TEXTAUSZUG:
# Suche Maus mit guter Linux Mint Unterstützung



## consumer (5. Januar 2015)

*Suche Maus mit guter Linux Mint Unterstützung*

Hallo,

für das kommende Unreal Tournament 4 suche ich eine Maus die möglichst
gut unter Linux Mint 17.1 64 bit Cinnamon unterstützt wird.
Die SteelSeries Sensei RAW fand ich bisher interessant 
aber ich bin auf keinen Hersteller festgelegt.

Welche Maus benutzt ihr unter Linux und wie sieht ihr 
Verhalten und die Einstellungsmöglichkeiten im
Vergleich zu Windows mit Herstellertreibern aus?


----------



## Abductee (5. Januar 2015)

*AW: Suche Maus mit guter Linux Mint Unterstützung*

Für die normale Funktion sind keine Treiber notwendig.
Möchtest du eine Maus mit 20 Sondertasten berwenden oder um was gehts dir genau?


----------



## consumer (5. Januar 2015)

*AW: Suche Maus mit guter Linux Mint Unterstützung*

@Abductee
Die 8 Tasten einer SteelSeries Sensei RAW reichen vollkommen aus, hauptsache es ist eine Daumentaste vorhanden.

DATENLISTE:
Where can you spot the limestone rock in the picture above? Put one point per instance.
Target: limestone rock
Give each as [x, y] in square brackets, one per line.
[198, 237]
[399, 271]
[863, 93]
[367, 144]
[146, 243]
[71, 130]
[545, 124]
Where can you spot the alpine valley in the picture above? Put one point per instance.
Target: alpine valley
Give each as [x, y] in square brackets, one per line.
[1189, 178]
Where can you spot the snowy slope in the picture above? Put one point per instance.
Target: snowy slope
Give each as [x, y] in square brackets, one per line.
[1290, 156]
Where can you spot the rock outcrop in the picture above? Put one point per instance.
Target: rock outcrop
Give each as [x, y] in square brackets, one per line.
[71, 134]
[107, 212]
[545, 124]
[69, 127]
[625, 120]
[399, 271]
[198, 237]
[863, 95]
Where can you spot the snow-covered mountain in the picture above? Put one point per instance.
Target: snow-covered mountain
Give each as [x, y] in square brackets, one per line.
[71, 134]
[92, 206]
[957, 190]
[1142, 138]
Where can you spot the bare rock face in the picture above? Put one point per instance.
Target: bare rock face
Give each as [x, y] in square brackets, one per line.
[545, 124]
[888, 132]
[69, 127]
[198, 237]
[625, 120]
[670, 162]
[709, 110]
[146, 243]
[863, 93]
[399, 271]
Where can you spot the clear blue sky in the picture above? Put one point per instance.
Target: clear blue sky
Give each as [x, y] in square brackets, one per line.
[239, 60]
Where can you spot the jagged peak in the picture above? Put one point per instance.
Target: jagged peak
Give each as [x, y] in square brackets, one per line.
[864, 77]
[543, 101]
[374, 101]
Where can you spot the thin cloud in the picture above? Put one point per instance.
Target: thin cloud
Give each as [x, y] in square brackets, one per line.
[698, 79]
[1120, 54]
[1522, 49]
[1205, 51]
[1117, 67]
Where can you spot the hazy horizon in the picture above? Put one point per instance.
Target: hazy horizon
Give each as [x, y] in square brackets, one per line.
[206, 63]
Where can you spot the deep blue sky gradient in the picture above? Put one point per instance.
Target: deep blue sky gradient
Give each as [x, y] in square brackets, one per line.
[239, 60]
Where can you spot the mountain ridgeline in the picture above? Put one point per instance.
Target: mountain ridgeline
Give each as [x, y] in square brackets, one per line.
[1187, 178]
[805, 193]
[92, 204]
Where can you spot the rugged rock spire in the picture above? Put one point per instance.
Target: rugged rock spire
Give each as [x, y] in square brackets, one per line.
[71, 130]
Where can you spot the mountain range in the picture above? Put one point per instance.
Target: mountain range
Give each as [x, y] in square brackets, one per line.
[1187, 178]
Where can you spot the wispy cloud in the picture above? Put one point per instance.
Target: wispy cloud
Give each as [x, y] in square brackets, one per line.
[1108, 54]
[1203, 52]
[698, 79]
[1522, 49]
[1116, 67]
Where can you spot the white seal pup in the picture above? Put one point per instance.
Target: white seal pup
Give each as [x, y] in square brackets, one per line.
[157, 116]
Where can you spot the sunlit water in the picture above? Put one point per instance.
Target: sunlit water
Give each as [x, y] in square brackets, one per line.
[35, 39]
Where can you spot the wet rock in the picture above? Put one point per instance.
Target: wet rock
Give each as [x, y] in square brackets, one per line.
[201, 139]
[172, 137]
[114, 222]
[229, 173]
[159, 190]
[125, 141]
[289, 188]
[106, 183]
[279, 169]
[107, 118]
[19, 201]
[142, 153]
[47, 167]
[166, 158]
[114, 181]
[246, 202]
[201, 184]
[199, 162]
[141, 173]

AUFGABE:
Schreib aus dem Forenthread über eine Maus für Linux Mint den Abschnitt von „Die SteelSeries Sensei“ bis „mit Herstellertreibern aus?“ wortgetreu ab.

LÖSUNG:
Die SteelSeries Sensei RAW fand ich bisher interessant 
aber ich bin auf keinen Hersteller festgelegt.

Welche Maus benutzt ihr unter Linux und wie sieht ihr 
Verhalten und die Einstellungsmöglichkeiten im
Vergleich zu Windows mit Herstellertreibern aus?